SUPPLIED PASSAGE >>
Futures on the Dow Jones Industrial Average added 70 points or 0.2%. S&P 500 futures gained 0.7% and Nasdaq 100 futures jumped 1.2%.

The moves came as shares of Meta surged more than 18% after hours following a beat on earnings but a miss on revenue, a sign that investors may see signs of relief in the beaten-up tech sector. Shares were down 48% on the year heading into the results.

Meanwhile, shares of Qualcomm gained 5.6% in extended trading on the back of strong earnings while PayPal rose 5% despite issuing weak guidance for the second quarter.

“I think a lot of people want to believe that earnings are going to pull us out of this, but earnings are not what got us into this,” SoFi’s Liz Young told CNBC’s “Closing Bell: Overtime” on Wednesday. “… But the reality is there are so many macro headwinds still in front of us in the next 60 days that the market is just hard to impress.”

Entries contained in a dataset >>

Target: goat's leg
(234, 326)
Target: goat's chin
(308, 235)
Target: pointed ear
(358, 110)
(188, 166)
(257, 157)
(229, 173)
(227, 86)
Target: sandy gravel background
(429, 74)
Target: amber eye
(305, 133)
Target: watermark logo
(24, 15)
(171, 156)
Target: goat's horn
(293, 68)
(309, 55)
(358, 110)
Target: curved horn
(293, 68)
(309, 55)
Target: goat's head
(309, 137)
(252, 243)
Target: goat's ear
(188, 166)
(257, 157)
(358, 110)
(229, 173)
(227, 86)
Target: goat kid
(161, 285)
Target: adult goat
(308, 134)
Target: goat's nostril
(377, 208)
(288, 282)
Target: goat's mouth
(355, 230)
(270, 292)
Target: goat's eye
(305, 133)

---

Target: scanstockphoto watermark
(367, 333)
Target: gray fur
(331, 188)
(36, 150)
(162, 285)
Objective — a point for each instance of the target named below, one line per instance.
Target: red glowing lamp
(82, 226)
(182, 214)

WORK ORDER A >>
From the stock futures report, write out the stretch from "The moves came" through "into the results.".
WORK ORDER B >>
According to the stock futures report, by what percentage were Meta shares down on the year heading into the results?
WORK ORDER C >>
Give what follows the last sentence of the stock futures report, continuing it from where it stops.

REPLY A >>
The moves came as shares of Meta surged more than 18% after hours following a beat on earnings but a miss on revenue, a sign that investors may see signs of relief in the beaten-up tech sector. Shares were down 48% on the year heading into the results.

REPLY B >>
Meta shares were down 48% on the year heading into the results.

REPLY C >>
The after-hour activity followed a volatile regular trading session that saw the Nasdaq Composite stoop to its lowest level in 2022, as stocks looked to bounce back from a tech-led April sell-off. The index is down more than 12% since the start of April.

In Wednesday’s regular trading, the tech-heavy Nasdaq ended at 12,488.93, after rising to 1.7% at session highs. The Dow Jones Industrial Average rose 61.75 points, or 0.2%, to 33,301.93 propped up by gains from Visa and Microsoft, while the S&P 500 added 0.2% to 4,183.96.